### [SOURCE PASSAGE]
== Segment start ==

Glen W. Warner Celebrates 30 years of Service with the Ashtabula Foundation

Reflection on the ninety-fifth Anniversary of the Ashtabula Foundation

                            By Glen W. Warner

    This ninety-fifth anniversary year of the Ashtabula Foundation brings to mind the national debate these days between “origination” and “relevance” concerning interpretation of the U.S. Constitution.  Final decisions ultimately determine important action on major issues.  Many discussions revolve around what the Constitution meant when first written and what it means now in a fast- changing world.  In either case, that it was created 226 years ago by people concerned about the nation’s future stands as an undeniable fact.  For that reason alone, it’s immense value is incalculable, constantly increasing in value even as it increases in age.  It is America’s charter, a living document.

== Segment end ==

### [DATA SEGMENT]
== Segment start ==

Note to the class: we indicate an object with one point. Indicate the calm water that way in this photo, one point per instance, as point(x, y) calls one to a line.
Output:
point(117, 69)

== Segment end ==

### [LIST OF TASKS]
[1] Transcribe the Ashtabula Foundation essay from "Reflection on the" up to and including "a living document.".
[2] Pick up the Ashtabula Foundation essay after its final sentence and continue writing it.
The lines come from a separate source.

### [RESPONSES]
[1]
Reflection on the ninety-fifth Anniversary of the Ashtabula Foundation

                            By Glen W. Warner

    This ninety-fifth anniversary year of the Ashtabula Foundation brings to mind the national debate these days between “origination” and “relevance” concerning interpretation of the U.S. Constitution.  Final decisions ultimately determine important action on major issues.  Many discussions revolve around what the Constitution meant when first written and what it means now in a fast- changing world.  In either case, that it was created 226 years ago by people concerned about the nation’s future stands as an undeniable fact.  For that reason alone, it’s immense value is incalculable, constantly increasing in value even as it increases in age.  It is America’s charter, a living document.

[2]
    The Ashtabula Foundation may be seen in a similar way.  The philanthropic values of its creator have increased, not only in years and financial value but also in the thousands of Ashtabula County citizens who over nine decades have seen their dreams realized by it grants.  Think of the history that has passed since 1922 such as world wars, medical advances, space travel and political changes.

    On a personal note, the past 30 years have seen many, many changes and the original desire to help others has prevailed in our own time.  When considering requests, it is always good to ask what the founder would do.  “How would he, in that simpler and more gracious time, respond to this request?

    A new phrase, the “bleeding edge” has entered our modern language, replacing “cutting edge.”  In either case, the thought defines the many changes that we constantly see in our complex society.  Ninety- five years ago many such modern things would be quite unbelievable and perhaps very far from the founder’s intentions to be philanthropic.  This has made for a fascinating decision process over the past 30 years.  It has been a great privilege to look at the founder’s portrait there on the wall and wonder what he would think about this or that request.  The same investigations will be true for future trustees I am sure.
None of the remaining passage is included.